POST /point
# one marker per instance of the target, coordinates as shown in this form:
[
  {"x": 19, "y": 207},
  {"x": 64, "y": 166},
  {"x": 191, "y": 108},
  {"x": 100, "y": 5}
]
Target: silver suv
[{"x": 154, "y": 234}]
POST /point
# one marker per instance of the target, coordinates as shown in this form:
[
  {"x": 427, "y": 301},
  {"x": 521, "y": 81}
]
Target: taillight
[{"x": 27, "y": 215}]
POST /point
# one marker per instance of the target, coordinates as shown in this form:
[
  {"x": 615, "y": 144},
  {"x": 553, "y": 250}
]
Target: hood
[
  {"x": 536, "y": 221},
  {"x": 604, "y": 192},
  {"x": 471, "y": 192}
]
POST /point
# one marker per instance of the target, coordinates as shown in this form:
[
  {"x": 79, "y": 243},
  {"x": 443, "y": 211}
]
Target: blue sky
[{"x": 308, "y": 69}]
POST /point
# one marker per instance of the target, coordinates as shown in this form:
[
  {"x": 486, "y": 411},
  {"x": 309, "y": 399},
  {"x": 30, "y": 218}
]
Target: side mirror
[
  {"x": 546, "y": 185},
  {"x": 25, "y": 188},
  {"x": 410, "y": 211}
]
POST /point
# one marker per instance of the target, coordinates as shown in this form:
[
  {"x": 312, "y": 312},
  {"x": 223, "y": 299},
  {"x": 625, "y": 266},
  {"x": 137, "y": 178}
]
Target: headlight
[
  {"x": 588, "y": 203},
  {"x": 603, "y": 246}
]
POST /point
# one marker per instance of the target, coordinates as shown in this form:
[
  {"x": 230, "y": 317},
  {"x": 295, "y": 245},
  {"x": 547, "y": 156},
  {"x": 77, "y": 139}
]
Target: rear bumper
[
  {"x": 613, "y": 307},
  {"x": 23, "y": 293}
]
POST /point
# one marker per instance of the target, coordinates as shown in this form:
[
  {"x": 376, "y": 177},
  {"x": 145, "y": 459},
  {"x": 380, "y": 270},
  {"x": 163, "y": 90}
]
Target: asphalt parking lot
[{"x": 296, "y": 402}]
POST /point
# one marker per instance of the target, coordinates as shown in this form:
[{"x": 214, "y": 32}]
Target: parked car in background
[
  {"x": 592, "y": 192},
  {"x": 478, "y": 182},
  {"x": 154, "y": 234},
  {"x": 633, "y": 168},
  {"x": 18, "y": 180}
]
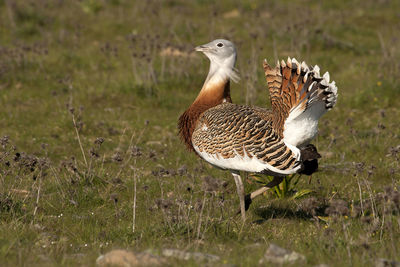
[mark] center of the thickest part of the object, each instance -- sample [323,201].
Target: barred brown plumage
[254,139]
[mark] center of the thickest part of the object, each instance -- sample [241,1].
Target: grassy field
[90,94]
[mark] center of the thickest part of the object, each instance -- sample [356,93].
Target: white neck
[221,71]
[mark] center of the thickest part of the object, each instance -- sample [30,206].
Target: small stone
[278,255]
[124,258]
[381,262]
[183,255]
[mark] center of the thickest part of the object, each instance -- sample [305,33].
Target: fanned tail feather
[298,93]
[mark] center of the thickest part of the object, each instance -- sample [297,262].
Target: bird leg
[249,197]
[240,190]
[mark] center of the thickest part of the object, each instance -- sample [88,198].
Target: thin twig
[79,140]
[134,200]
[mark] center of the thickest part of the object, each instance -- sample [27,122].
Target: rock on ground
[120,257]
[278,255]
[183,255]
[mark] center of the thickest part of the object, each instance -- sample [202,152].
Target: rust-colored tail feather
[294,87]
+-------+
→ Exercise requirements
Leave the pictures out and reproduce each record exactly as written.

→ Finished task
POST /point
# one marker per instance of the target, coordinates as shown in this form:
[
  {"x": 19, "y": 207},
  {"x": 64, "y": 166},
  {"x": 191, "y": 108},
  {"x": 100, "y": 5}
]
Target: silver suv
[{"x": 154, "y": 234}]
POST /point
# one marker per instance of the target, coordinates as shown in this form:
[
  {"x": 427, "y": 301},
  {"x": 521, "y": 81}
]
Target: taillight
[{"x": 27, "y": 215}]
POST /point
# one marker per instance of the target, coordinates as shown in this form:
[
  {"x": 615, "y": 144},
  {"x": 553, "y": 250}
]
Target: hood
[
  {"x": 536, "y": 221},
  {"x": 604, "y": 192},
  {"x": 471, "y": 192}
]
POST /point
# one marker per instance of the target, coordinates as shown in this form:
[
  {"x": 79, "y": 243},
  {"x": 443, "y": 211}
]
Target: blue sky
[{"x": 308, "y": 69}]
POST /point
# one marker per instance of the target, coordinates as shown in this form:
[
  {"x": 486, "y": 411},
  {"x": 309, "y": 399},
  {"x": 30, "y": 218}
]
Target: side mirror
[
  {"x": 546, "y": 185},
  {"x": 25, "y": 188},
  {"x": 410, "y": 211}
]
POST /point
# one marker per instance of the target, coordinates as shown in this form:
[
  {"x": 312, "y": 312},
  {"x": 223, "y": 299},
  {"x": 625, "y": 266},
  {"x": 137, "y": 178}
]
Target: headlight
[
  {"x": 588, "y": 203},
  {"x": 603, "y": 246}
]
POST /point
# one marker per instance of the target, coordinates as shown in this form:
[
  {"x": 230, "y": 317},
  {"x": 295, "y": 245},
  {"x": 547, "y": 156},
  {"x": 77, "y": 139}
]
Target: rear bumper
[
  {"x": 613, "y": 307},
  {"x": 23, "y": 293}
]
POST /point
# one marker per instance of the target, coordinates as shown in this form:
[
  {"x": 376, "y": 177},
  {"x": 145, "y": 459},
  {"x": 380, "y": 270},
  {"x": 163, "y": 90}
]
Target: asphalt parking lot
[{"x": 296, "y": 402}]
POST /point
# one marker per instance of the target, coordinates as shown in this form:
[{"x": 214, "y": 32}]
Target: parked car in background
[
  {"x": 592, "y": 192},
  {"x": 478, "y": 182},
  {"x": 154, "y": 234},
  {"x": 633, "y": 168},
  {"x": 18, "y": 180}
]
[mark] center of the thickest part of the object, each instance -- sample [323,201].
Target: barred brown plumage
[254,139]
[mark] center of the thickest part of the object, each instance -- sample [241,1].
Target: grassy field
[90,94]
[mark] center of the thickest part of the object, each instance -- sample [356,93].
Target: white neck
[221,71]
[mark] center of the thickest part of the object, each instance -- sample [30,206].
Target: small stone
[278,255]
[124,258]
[381,262]
[183,255]
[mark] center of the thickest part of the object, each instance -- sample [305,33].
Target: fanned tail feather
[298,93]
[mark] center of the thickest part of the object, each instance -- sample [297,262].
Target: bird leg
[249,197]
[240,190]
[mark] center of the thickest part of the object, each instance -- sample [88,198].
Target: thin twig
[79,140]
[134,200]
[mark] center of the thickest part of the object, each instance -- sample [27,122].
Target: rock on ground
[120,257]
[278,255]
[183,255]
[mark] center of the thickest part of the object, each instance -- sample [202,152].
Target: rust-colored tail feather
[294,87]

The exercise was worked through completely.